◆ EXTRACTED DATA ◆
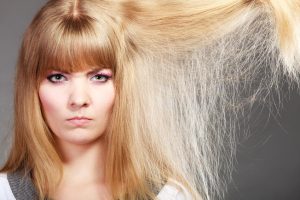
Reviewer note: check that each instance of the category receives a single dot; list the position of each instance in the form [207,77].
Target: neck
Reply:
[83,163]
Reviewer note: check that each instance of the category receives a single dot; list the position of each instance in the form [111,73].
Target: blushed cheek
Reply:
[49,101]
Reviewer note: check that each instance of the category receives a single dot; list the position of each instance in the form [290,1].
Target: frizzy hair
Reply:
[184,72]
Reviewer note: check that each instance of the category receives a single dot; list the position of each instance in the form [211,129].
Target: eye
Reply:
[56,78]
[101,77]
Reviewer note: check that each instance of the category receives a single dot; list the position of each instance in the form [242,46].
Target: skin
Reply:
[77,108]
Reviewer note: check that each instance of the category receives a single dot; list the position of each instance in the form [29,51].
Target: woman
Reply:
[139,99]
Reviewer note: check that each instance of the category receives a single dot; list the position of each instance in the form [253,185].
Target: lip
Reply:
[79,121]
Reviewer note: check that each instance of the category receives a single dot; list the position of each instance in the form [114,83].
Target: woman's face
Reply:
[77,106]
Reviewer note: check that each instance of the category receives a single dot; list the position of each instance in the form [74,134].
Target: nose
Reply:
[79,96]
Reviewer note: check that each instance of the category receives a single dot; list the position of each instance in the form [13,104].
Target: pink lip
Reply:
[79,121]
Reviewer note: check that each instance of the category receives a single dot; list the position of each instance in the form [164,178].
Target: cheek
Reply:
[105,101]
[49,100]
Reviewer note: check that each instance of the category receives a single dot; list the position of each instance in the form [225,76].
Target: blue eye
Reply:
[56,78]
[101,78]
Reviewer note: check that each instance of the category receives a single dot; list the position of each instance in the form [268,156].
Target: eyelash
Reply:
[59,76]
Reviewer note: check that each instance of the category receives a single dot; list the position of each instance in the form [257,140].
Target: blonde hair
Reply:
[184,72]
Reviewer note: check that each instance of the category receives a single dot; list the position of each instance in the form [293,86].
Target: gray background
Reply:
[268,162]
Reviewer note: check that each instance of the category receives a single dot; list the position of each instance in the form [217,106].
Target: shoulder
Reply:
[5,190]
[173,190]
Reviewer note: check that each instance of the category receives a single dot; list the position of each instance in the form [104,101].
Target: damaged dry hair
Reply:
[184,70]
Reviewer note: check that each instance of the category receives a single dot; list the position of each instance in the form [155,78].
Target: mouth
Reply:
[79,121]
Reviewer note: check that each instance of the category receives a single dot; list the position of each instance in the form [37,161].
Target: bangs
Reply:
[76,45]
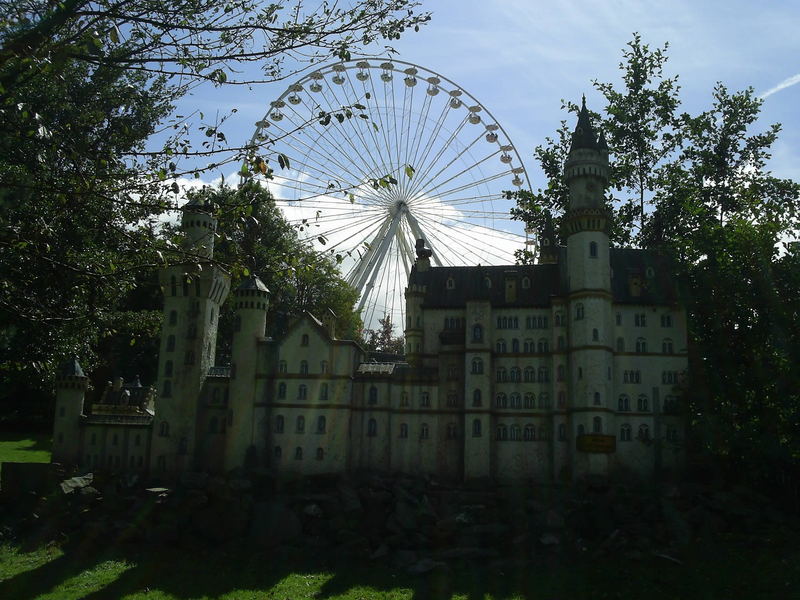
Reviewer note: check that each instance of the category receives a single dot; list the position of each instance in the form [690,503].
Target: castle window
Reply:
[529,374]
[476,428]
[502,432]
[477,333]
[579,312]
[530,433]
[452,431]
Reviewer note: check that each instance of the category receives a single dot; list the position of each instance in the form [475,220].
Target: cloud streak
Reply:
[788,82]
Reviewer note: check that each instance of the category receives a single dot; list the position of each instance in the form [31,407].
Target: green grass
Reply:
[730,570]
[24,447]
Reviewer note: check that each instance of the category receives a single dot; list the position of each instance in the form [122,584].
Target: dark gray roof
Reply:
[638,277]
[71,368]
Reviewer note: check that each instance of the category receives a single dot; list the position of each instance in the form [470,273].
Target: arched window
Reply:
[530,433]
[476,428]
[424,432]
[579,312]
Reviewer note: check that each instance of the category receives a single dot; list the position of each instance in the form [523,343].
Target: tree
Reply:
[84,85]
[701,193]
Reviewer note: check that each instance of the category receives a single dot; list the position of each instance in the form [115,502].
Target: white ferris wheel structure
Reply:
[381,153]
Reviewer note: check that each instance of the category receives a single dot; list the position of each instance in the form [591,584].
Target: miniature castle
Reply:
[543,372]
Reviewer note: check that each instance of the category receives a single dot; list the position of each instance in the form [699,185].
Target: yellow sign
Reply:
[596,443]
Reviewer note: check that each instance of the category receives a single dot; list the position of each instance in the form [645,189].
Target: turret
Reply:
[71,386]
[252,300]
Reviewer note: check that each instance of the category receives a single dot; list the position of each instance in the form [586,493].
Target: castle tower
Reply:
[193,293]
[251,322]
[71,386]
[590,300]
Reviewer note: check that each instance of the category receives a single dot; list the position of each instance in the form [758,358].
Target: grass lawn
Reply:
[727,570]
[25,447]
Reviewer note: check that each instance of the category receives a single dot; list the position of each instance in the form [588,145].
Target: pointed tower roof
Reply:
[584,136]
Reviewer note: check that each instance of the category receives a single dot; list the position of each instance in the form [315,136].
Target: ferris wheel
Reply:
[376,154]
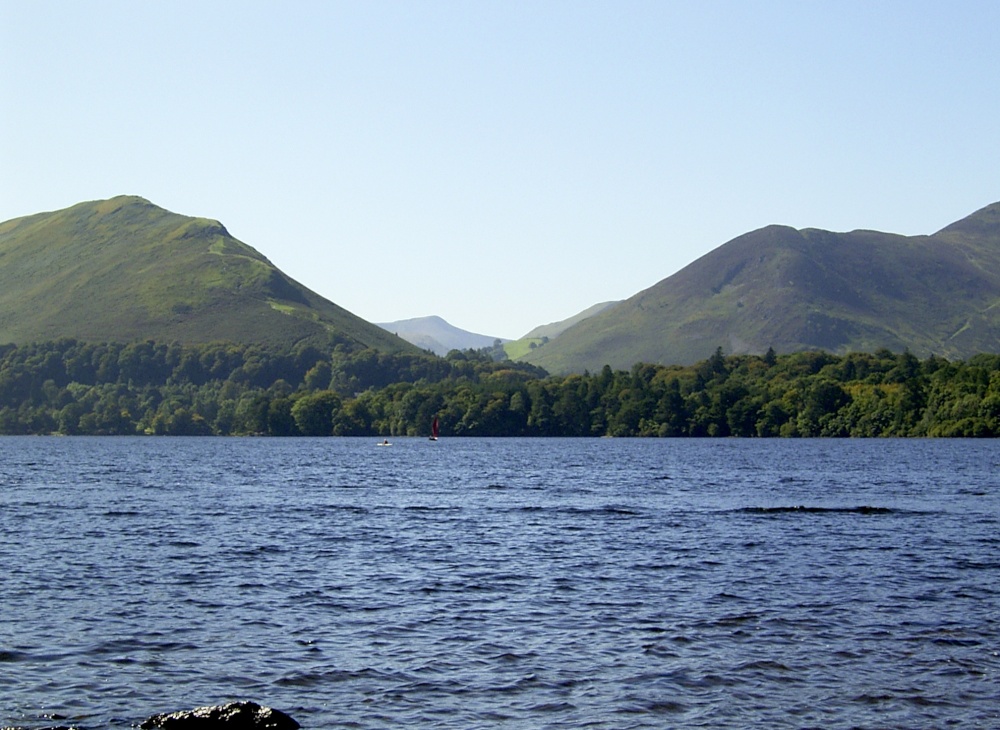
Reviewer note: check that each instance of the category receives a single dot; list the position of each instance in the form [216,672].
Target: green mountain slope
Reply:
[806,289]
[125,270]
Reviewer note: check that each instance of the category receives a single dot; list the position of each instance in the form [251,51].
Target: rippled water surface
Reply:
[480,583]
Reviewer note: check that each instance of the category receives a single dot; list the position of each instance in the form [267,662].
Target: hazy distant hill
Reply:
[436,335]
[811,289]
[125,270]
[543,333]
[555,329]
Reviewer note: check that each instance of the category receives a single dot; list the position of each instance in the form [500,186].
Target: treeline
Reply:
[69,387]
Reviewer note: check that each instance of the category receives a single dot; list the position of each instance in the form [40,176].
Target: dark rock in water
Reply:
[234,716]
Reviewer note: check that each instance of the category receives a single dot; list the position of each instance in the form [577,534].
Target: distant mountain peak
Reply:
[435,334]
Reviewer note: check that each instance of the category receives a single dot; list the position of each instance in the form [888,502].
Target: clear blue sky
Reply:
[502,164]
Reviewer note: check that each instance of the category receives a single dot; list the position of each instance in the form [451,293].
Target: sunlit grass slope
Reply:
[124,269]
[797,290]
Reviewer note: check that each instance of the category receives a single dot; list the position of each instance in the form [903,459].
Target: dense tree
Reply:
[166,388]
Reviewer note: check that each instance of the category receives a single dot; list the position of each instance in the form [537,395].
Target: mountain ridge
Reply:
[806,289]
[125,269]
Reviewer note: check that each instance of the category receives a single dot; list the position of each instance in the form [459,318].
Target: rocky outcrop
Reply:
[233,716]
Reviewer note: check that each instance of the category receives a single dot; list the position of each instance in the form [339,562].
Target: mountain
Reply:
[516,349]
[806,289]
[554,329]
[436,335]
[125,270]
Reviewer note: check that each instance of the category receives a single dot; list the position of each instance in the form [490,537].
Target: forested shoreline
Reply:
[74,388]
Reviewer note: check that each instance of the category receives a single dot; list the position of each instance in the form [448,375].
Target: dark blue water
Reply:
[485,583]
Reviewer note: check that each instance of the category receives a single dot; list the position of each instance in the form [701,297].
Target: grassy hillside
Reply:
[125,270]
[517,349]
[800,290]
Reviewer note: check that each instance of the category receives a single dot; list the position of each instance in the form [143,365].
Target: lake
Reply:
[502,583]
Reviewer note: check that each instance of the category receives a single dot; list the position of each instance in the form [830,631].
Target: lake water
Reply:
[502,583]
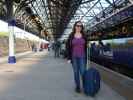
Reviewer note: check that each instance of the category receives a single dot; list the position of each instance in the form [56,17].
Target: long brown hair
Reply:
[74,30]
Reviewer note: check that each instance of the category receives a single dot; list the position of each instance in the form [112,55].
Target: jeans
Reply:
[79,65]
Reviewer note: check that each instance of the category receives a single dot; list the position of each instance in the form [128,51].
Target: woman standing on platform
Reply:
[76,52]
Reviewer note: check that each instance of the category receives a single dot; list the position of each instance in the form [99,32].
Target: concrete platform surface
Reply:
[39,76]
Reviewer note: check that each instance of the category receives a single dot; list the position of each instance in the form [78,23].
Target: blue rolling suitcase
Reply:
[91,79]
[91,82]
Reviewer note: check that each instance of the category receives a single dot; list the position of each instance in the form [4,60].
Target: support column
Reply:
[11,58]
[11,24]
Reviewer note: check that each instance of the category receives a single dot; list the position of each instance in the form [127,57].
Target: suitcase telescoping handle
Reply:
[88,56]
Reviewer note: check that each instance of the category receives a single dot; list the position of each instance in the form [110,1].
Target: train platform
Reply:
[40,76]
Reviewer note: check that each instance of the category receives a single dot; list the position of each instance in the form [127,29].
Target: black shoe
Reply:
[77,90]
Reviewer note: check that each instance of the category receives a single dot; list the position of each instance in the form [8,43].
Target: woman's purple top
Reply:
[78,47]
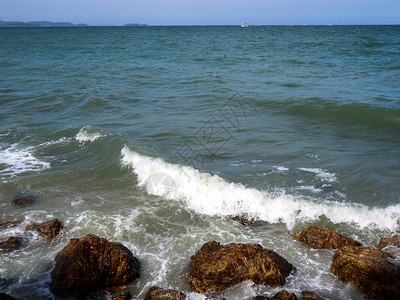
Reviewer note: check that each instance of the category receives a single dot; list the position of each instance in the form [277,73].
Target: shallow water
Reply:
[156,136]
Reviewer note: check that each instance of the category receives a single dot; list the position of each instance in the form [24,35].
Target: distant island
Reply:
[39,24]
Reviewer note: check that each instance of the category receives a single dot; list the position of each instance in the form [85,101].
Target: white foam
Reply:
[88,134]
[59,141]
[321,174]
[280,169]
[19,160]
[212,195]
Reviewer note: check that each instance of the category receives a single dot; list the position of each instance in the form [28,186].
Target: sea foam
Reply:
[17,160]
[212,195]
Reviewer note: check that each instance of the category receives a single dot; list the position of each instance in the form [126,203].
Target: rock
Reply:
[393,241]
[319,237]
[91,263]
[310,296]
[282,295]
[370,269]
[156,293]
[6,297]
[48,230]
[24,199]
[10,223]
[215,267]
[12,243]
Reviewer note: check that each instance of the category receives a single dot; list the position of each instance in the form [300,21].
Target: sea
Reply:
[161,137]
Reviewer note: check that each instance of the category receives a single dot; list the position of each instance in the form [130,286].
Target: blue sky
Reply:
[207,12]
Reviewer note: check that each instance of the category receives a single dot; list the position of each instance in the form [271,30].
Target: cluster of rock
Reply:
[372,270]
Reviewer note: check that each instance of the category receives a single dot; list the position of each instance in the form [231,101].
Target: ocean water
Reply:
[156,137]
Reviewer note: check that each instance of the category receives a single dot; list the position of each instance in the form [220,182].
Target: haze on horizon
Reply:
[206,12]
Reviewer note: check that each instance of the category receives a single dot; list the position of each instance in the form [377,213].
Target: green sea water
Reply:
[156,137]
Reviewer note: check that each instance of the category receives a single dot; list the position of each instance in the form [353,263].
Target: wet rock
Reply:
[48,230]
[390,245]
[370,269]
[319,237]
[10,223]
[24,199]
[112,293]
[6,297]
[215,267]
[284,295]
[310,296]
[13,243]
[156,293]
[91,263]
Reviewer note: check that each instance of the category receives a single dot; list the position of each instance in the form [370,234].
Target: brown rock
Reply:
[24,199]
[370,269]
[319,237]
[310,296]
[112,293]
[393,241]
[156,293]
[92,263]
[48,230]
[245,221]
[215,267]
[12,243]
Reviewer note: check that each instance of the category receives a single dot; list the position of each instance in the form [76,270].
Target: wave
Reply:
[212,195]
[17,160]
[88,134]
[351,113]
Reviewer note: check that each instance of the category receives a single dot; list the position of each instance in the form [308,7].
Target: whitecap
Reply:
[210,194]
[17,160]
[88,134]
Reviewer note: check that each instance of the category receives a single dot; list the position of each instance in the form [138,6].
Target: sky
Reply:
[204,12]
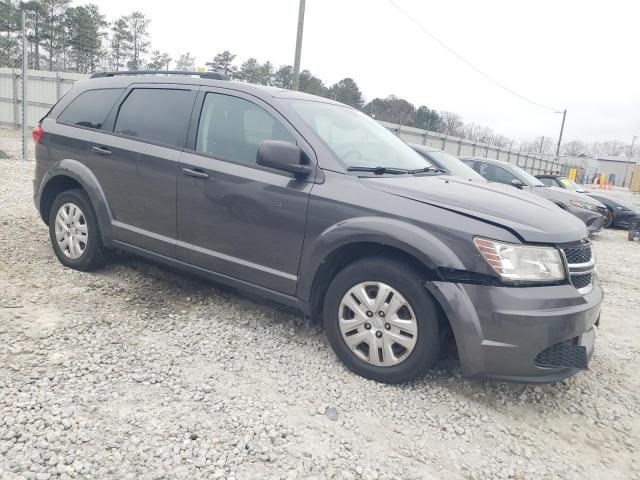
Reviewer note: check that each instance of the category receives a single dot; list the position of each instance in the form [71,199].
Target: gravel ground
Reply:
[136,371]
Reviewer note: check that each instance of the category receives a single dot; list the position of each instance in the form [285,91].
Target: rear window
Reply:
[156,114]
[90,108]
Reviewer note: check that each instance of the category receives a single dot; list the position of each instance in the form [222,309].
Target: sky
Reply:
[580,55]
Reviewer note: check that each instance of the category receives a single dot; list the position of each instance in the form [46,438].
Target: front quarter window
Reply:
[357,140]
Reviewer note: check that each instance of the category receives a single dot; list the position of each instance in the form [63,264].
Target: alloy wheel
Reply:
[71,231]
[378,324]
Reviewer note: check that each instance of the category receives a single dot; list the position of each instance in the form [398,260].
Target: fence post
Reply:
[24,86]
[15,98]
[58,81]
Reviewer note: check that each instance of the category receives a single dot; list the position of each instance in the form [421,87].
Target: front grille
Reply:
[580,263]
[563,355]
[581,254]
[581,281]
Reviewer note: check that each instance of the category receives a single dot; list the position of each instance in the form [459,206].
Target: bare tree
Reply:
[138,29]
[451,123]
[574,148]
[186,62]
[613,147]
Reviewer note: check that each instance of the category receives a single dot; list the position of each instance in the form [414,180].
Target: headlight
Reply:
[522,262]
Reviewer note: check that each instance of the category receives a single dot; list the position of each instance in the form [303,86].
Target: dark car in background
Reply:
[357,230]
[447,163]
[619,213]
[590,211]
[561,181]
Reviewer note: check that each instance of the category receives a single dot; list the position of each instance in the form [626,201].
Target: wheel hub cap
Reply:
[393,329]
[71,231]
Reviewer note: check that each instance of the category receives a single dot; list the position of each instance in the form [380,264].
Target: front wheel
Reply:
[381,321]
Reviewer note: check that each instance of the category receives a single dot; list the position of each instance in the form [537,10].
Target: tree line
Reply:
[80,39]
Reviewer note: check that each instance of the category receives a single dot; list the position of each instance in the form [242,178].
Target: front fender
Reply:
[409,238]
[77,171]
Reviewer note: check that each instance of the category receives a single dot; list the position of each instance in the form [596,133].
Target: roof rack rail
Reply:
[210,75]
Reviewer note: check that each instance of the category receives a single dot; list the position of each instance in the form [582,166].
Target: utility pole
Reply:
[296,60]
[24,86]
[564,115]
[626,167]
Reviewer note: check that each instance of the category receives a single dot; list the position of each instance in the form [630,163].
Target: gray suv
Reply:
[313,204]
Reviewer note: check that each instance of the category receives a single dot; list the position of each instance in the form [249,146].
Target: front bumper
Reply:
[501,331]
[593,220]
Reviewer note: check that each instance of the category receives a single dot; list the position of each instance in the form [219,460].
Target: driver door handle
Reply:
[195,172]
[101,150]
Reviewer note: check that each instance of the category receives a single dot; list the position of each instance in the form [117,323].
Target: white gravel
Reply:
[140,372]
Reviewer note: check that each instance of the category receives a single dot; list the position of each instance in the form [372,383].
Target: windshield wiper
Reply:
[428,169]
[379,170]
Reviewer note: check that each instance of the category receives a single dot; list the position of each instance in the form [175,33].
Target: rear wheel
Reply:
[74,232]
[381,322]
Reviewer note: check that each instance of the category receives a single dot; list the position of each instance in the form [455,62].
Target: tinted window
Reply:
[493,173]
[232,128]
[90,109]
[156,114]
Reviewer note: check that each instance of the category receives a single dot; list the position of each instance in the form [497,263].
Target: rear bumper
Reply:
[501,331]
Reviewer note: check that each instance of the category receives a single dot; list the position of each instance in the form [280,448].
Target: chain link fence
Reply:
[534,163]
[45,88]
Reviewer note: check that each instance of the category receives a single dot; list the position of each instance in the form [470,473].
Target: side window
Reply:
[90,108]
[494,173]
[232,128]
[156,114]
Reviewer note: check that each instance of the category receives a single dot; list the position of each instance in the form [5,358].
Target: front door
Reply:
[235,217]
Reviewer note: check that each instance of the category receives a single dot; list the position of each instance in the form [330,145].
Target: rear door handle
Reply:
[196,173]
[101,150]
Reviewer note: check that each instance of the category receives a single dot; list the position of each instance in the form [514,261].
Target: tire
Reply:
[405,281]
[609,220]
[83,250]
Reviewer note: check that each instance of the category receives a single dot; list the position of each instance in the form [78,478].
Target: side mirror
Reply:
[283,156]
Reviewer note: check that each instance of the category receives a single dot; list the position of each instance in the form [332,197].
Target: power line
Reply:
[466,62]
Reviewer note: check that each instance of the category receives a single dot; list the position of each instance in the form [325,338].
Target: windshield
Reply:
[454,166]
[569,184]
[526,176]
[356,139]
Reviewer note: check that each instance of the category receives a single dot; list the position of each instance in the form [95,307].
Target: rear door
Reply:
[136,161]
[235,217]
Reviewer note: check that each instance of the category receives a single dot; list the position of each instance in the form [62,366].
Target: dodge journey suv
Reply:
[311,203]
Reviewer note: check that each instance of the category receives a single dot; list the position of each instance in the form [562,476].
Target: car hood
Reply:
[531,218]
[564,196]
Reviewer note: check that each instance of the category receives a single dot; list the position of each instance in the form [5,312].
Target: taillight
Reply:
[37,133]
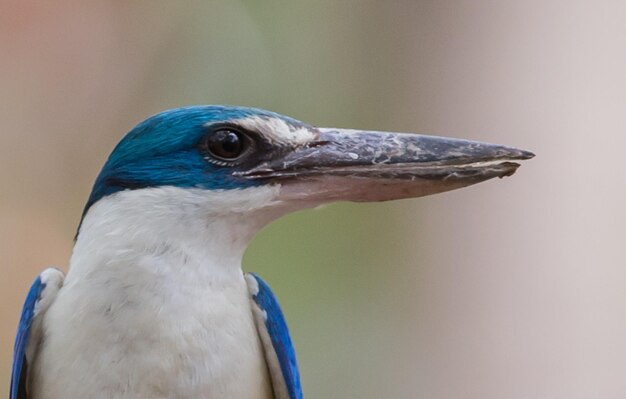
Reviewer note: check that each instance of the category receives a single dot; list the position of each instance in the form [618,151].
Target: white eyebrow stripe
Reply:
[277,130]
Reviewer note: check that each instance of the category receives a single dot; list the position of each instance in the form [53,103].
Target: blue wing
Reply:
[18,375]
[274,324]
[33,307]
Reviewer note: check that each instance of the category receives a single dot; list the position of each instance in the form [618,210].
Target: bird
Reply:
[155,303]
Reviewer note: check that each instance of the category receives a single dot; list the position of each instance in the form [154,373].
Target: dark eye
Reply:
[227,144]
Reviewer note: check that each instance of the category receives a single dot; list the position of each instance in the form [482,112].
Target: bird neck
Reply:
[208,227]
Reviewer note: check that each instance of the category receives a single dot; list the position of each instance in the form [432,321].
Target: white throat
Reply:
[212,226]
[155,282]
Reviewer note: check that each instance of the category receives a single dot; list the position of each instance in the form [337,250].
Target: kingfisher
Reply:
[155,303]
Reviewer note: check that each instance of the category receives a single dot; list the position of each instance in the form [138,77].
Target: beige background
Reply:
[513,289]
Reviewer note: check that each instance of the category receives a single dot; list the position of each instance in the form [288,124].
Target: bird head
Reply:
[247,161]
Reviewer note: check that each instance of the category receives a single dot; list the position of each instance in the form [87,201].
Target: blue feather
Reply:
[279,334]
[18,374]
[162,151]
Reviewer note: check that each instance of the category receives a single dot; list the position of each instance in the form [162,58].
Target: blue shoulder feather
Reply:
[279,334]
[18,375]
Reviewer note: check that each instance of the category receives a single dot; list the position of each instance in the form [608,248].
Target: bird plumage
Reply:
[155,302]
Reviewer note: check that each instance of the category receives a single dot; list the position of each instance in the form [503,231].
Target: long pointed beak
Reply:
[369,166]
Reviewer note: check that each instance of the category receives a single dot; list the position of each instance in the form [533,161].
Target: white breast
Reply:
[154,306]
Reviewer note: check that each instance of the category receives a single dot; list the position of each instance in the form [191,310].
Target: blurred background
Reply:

◆ WHAT IS REQUIRED ◆
Reproduce each line of the records in which the string "front" appears.

◆ EXERCISE OUTPUT ◆
Target: front quarter window
Target: front grille
Target: front wheel
Target: front fender
Target: front bumper
Target: front door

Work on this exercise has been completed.